* **DATA IN THIS EXERCISE**
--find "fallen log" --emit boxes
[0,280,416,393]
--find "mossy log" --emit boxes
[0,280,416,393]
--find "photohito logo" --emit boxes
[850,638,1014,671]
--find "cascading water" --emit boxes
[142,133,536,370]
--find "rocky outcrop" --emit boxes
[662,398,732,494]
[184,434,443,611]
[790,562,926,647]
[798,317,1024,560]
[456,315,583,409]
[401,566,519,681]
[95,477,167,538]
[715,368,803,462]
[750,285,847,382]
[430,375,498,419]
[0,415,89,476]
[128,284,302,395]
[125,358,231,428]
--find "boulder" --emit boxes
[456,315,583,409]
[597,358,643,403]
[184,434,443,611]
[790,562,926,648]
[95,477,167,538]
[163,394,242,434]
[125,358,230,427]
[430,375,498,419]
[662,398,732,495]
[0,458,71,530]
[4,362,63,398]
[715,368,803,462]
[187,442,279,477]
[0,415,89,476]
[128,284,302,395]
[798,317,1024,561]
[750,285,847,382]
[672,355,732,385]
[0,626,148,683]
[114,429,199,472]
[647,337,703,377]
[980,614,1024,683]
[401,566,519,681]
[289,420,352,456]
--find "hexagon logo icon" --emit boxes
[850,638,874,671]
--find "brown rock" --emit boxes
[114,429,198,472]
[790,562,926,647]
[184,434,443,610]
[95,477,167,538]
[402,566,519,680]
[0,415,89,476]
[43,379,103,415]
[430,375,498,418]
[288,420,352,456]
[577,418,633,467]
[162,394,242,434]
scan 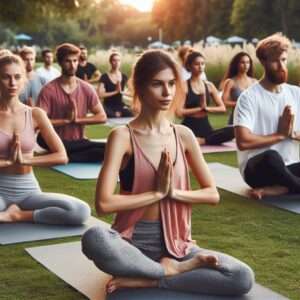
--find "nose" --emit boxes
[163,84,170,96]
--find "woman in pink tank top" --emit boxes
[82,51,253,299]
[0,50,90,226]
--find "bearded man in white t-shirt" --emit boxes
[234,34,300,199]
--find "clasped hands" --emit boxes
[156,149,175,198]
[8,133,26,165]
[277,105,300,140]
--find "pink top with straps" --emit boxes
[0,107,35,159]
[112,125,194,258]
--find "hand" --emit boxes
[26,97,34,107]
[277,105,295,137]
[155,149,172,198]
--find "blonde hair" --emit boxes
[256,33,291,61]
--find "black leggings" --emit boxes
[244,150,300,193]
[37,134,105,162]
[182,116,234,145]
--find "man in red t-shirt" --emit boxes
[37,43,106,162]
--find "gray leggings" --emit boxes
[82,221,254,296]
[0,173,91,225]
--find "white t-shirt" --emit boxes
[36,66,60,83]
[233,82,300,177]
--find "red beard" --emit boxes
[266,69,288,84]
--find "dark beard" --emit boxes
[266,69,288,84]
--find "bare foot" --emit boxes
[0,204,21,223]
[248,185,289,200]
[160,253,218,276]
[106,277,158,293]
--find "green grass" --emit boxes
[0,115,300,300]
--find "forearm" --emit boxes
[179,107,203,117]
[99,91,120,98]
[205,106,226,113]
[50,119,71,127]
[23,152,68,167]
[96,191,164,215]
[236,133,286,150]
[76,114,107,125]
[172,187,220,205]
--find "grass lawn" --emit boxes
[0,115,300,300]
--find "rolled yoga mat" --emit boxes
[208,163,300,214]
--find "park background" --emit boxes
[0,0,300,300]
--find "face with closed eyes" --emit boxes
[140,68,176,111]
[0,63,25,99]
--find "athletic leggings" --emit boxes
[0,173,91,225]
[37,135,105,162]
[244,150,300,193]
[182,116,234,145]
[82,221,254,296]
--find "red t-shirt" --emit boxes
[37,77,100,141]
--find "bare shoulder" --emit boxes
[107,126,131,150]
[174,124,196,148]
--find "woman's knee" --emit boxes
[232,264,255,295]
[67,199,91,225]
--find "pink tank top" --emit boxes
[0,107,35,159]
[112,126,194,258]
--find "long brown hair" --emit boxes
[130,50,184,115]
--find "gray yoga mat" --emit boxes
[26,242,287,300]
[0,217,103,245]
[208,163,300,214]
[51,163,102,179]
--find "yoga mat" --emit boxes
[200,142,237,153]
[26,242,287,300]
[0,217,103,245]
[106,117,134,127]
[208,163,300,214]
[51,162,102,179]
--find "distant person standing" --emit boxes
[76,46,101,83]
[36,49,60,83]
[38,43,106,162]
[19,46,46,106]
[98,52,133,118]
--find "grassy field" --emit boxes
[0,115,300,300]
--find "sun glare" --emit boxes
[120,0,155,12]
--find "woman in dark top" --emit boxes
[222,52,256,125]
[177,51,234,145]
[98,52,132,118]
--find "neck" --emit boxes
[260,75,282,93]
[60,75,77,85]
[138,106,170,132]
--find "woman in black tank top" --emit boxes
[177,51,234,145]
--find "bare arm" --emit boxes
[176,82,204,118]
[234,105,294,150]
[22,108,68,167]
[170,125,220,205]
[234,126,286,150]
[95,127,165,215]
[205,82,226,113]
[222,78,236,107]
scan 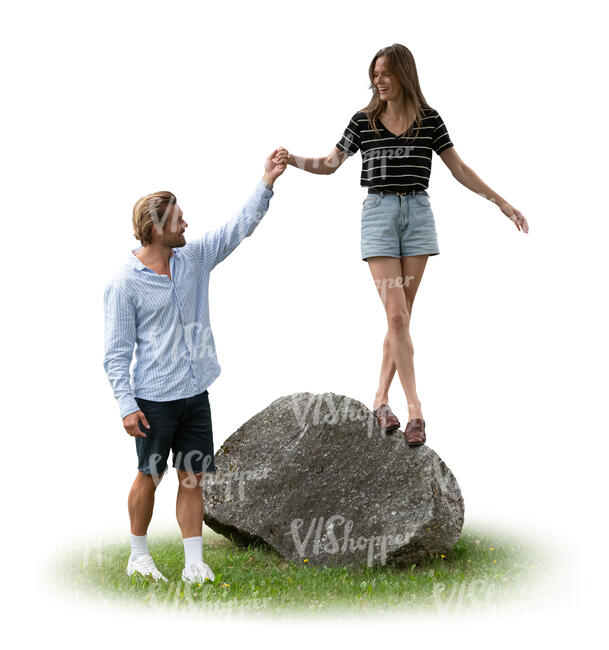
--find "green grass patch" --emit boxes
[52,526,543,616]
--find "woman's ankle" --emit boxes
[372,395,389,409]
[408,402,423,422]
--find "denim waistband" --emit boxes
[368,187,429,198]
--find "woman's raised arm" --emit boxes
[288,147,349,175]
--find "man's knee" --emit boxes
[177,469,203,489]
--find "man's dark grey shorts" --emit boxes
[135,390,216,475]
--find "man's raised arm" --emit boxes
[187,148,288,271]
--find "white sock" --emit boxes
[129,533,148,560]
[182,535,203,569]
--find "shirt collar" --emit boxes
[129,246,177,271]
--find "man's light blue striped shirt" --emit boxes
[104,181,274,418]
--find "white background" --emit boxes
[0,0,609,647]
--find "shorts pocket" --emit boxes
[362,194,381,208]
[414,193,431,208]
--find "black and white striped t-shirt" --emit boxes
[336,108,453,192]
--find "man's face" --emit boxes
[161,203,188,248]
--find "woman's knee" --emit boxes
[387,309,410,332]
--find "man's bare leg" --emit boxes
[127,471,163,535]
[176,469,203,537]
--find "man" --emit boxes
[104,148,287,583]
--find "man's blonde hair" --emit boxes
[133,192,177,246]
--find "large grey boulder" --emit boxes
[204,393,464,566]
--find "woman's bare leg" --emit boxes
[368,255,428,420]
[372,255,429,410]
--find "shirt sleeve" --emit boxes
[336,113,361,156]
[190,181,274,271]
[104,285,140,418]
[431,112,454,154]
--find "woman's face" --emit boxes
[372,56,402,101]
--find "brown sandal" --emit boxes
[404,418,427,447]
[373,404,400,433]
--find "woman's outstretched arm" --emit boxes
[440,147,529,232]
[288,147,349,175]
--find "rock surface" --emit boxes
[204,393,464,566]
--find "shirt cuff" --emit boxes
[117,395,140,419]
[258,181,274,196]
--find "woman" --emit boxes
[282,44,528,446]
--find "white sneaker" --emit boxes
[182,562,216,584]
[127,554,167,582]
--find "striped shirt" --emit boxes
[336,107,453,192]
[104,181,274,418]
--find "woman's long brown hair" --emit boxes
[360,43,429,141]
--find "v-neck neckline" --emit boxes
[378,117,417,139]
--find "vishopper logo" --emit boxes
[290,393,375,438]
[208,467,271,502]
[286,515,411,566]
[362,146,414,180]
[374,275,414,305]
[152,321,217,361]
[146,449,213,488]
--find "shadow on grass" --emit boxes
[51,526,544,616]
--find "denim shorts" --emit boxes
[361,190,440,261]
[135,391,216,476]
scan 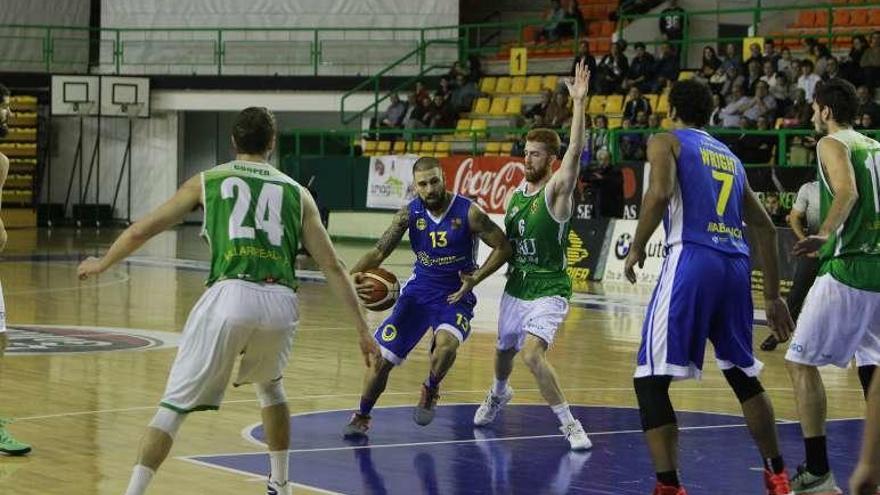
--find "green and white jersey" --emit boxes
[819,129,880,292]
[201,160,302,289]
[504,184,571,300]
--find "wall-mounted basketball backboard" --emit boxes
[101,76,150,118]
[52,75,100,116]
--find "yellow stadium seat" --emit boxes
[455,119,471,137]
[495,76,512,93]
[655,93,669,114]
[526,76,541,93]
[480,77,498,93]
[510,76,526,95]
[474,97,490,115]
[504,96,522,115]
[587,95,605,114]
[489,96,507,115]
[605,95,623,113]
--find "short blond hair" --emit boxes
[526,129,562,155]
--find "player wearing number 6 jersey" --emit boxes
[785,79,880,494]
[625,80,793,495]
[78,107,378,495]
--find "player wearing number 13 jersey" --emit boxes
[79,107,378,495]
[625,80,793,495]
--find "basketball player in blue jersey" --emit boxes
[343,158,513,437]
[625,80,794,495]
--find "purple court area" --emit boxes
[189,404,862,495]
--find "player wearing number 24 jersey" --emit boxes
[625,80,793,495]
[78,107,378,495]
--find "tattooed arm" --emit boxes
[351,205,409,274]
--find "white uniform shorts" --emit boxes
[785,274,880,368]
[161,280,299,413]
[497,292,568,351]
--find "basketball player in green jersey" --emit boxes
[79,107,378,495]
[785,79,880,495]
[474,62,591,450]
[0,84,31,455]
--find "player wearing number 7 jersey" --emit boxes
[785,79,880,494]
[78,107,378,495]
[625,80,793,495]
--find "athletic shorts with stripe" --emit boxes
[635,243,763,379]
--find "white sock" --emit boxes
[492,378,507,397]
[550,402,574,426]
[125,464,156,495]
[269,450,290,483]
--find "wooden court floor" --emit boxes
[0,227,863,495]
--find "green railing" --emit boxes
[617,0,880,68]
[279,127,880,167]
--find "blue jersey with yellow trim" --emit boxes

* **WHAT IS BEING ASKED**
Rewrite the items from the start of the records through the line containing "[142,133,536,370]", replacing "emit" with "return" and keeping everything else unchanged.

* **RESULT**
--find "fallen log" --return boxes
[0,280,416,393]
--find "mossy log" --return boxes
[0,280,416,393]
--find "photohito logo" --return boxes
[850,638,1014,671]
--find "cascading water" --return boxes
[142,133,536,370]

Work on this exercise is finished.